(Beginning of MATERIAL SHOWN)

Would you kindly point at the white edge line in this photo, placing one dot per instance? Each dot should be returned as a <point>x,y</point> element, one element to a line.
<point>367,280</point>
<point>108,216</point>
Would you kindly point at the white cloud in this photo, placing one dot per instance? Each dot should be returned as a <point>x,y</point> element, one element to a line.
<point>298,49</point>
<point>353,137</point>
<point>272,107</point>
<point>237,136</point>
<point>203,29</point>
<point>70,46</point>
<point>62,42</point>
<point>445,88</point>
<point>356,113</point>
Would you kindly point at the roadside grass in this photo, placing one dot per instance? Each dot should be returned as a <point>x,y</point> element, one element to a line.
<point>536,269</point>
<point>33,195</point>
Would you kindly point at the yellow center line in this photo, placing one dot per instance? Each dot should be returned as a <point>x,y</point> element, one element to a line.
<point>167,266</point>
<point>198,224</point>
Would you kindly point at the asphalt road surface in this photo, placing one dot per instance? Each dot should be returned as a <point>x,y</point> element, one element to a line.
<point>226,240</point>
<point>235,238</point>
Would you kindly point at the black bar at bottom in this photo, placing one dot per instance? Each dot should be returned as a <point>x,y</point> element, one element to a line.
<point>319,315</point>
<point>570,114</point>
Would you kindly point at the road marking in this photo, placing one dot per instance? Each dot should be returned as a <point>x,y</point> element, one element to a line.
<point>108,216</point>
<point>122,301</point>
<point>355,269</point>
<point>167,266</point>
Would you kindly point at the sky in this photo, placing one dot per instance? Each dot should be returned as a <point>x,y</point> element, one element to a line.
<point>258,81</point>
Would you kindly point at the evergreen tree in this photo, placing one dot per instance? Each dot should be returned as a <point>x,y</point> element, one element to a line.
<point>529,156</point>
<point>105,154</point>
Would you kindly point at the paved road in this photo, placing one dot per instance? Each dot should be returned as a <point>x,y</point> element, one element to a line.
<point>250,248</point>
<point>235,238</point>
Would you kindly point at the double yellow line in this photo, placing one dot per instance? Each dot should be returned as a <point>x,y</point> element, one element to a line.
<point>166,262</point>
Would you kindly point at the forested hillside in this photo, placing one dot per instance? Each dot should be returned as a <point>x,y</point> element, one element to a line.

(End of MATERIAL SHOWN)
(Beginning of MATERIAL SHOWN)

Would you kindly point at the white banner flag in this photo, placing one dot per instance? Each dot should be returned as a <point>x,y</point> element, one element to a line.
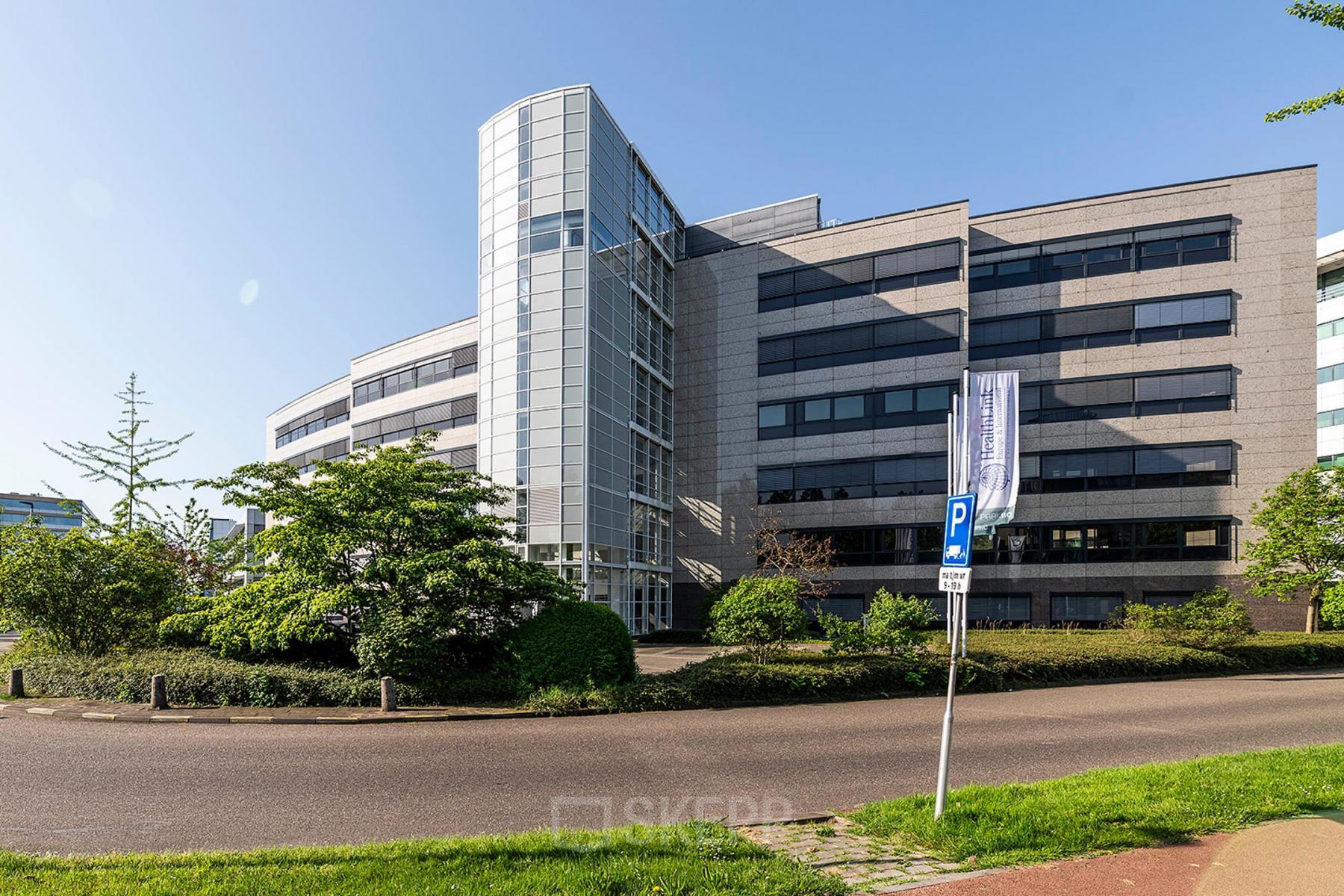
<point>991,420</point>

(End of MATERIAL SHOWN)

■ **ACTIVITY**: Copy out only the lines above from the one with "Would you kindly point at the double" to the one with "Would you kindly point at the forested", inclusive, exactly as they stand.

■ **RESULT OF THE TASK**:
Would you kindly point at the double yellow line in this photo, placing one dot per instance? Each dot should be returned as a <point>x,y</point> element, one element to a line.
<point>166,262</point>
Would you kindly point at the forested hillside in this photo, placing one dot per instance? Each dot should be returned as a <point>x,y</point> element, one element to a line.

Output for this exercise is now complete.